ACTIVITY
Report how many lines in the data below hold the string "return". Nothing else should appear in the answer.

SOURCE DATA
- - - - -

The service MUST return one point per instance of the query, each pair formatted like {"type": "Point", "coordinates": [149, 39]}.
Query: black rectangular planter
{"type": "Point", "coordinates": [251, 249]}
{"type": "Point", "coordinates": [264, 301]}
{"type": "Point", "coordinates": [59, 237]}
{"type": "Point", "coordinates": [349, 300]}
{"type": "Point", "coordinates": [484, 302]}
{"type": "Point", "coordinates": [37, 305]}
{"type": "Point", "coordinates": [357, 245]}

- - - - -

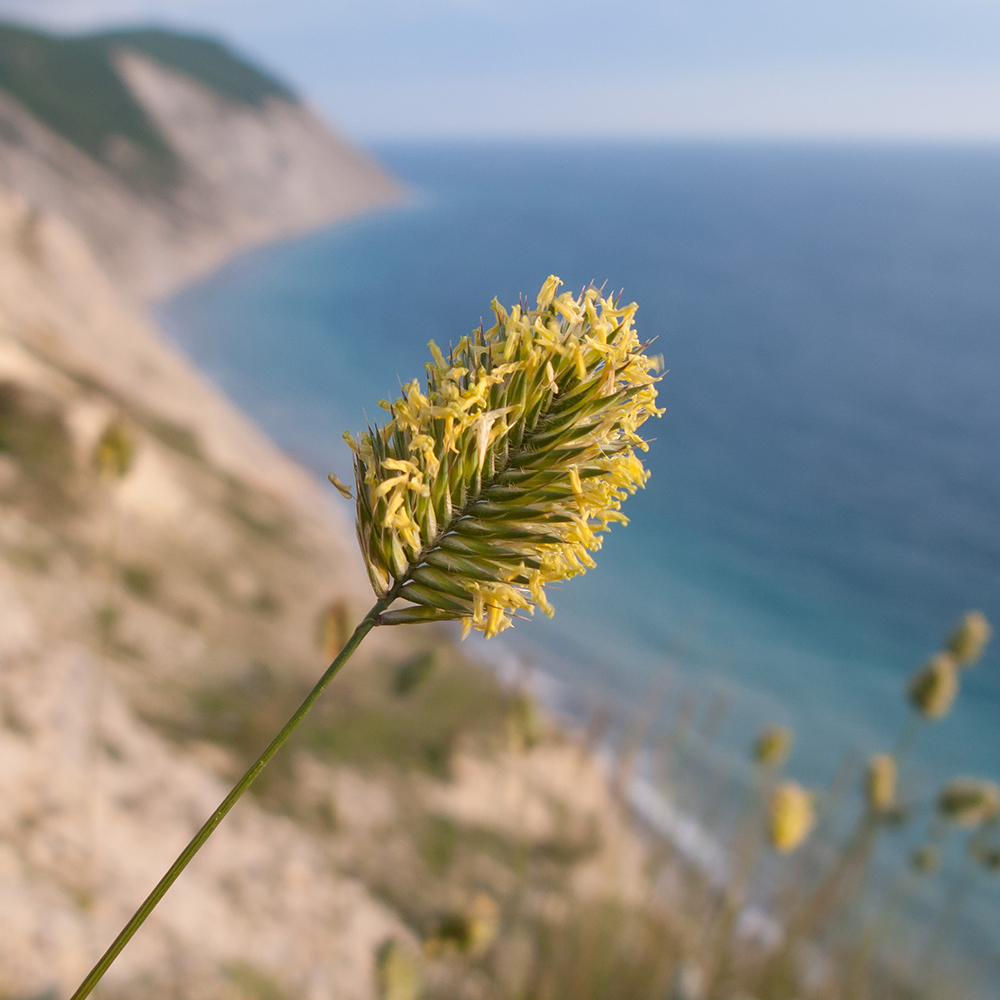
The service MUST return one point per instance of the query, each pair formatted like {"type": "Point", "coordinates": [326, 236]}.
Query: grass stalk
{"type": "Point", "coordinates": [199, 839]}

- - - - -

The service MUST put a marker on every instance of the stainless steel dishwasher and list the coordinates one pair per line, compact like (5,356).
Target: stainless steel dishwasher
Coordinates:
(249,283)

- - - - -

SOLUTION FOR THIS EXERCISE
2